BEGIN Material for the task
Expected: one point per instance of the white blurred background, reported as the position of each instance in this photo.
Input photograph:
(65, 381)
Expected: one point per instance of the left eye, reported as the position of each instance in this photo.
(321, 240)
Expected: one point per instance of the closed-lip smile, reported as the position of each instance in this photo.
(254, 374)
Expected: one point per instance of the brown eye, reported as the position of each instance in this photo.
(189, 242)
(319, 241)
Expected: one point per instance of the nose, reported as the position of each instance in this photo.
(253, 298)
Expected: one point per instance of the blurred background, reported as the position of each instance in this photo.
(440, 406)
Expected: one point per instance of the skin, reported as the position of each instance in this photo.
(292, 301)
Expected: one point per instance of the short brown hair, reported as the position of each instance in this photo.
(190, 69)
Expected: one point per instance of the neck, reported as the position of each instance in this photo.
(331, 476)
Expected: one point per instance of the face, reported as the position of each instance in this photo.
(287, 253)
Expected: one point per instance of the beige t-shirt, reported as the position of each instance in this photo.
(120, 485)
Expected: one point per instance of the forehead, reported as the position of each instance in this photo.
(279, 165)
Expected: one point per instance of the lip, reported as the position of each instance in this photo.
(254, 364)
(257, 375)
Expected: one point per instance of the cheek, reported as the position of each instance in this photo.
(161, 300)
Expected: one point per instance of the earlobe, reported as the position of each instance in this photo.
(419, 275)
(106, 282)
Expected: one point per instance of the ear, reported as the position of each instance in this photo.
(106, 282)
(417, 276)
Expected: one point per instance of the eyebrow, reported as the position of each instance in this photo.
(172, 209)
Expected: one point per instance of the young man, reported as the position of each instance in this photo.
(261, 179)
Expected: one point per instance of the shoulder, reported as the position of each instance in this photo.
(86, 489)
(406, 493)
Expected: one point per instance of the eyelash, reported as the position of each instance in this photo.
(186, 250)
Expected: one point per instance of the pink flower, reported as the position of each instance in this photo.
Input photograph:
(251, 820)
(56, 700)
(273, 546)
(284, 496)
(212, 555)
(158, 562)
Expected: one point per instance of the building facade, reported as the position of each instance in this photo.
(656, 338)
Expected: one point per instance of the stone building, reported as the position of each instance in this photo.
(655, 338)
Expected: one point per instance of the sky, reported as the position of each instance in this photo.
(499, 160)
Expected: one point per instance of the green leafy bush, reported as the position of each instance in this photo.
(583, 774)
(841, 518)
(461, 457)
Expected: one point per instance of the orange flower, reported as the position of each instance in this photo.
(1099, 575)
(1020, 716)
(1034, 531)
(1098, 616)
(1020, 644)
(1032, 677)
END Material for the task
* **Exercise prompt**: Copy out every record above exactly as written.

* **Answer to this problem**:
Expected: one point per instance of the white blurred background, reported as the position of each instance in this photo.
Input photograph:
(65, 381)
Expected: one point per instance of the left eye, reported as the position of each instance in this photo.
(321, 240)
Expected: one point per instance of the closed-lip smile, reported as the position of each instance in this photo.
(254, 374)
Expected: one point per instance of the brown eye, reported as the position of each instance in this photo.
(189, 242)
(319, 241)
Expected: one point per instance of the nose, reported as the position of each instance in this photo.
(253, 298)
Expected: one point per instance of the blurred background, reported as the position of each instance in this photo.
(440, 406)
Expected: one point per instance of the skin, reported as the position of each instance in this photo.
(292, 301)
Expected: one point per instance of the short brown hair, reported as the position of each instance in this photo.
(190, 69)
Expected: one point per instance of the neck, reported as the position of each instance in this photo.
(331, 476)
Expected: one point per instance of the face, reported as the position of each instance in this photo.
(287, 253)
Expected: one point per instance of the beige t-shirt, reported as the position of each instance in this photo.
(120, 485)
Expected: one point per instance of the forehead, reported as the position of each instance in this photo.
(279, 165)
Expected: one point per instance of the lip, reported as the position of each instance in this photo.
(254, 364)
(257, 375)
Expected: one point per instance of the cheek, reported as the position of each instance in this photo.
(161, 300)
Expected: one point per instance of the earlobe, reported as the position of each instance in this photo.
(419, 275)
(106, 282)
Expected: one point per instance of the ear, reported as the position of each instance in this photo.
(106, 282)
(417, 276)
Expected: one point per instance of the eyebrow, reported as the position of each instance in this photo.
(172, 209)
Expected: one point per instance of the young man, reported as the position of each instance in this photo.
(261, 179)
Expected: one point per instance of the shoulder, reported as the position of each instance in this photo.
(86, 489)
(406, 493)
Expected: one point per instance of the eyelash, reported as the position of each instance in this photo.
(186, 250)
Expected: one point per instance of the pink flower, reported as the position of each instance in this photo.
Input photograph:
(251, 820)
(56, 700)
(273, 546)
(284, 496)
(212, 555)
(158, 562)
Expected: one point per instance of the building facade, reported as the position of each instance in this photo.
(656, 338)
Expected: one point per instance of the stone building, reported as the position of each instance in this photo.
(655, 338)
Expected: one point per instance of the sky, reported as the position of each instance in this photo.
(499, 160)
Expected: one point per instance of the green leafy bush, reported as the position of each instance in this photo.
(583, 774)
(841, 518)
(461, 457)
Expected: one point per instance of the orange flower, reported as the position of each instance in this photo.
(1099, 575)
(1020, 716)
(1034, 531)
(1098, 616)
(1020, 644)
(1032, 677)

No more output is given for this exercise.